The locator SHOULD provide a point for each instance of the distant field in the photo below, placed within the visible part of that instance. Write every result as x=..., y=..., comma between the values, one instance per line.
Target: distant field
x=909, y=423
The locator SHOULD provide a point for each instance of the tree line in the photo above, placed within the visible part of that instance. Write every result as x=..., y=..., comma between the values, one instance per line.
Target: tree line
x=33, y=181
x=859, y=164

════

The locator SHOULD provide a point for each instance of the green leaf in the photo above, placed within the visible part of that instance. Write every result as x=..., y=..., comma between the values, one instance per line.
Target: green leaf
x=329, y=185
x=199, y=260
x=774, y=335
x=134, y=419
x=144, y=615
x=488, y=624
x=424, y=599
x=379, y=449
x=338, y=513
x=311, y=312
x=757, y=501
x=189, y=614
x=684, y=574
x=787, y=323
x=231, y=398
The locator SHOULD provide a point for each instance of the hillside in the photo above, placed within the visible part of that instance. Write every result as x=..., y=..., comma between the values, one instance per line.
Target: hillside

════

REQUIREMENT — Determine how many lines in the entries above hold the string "placed", then report that number and nothing further.

EXERCISE RESULT — 4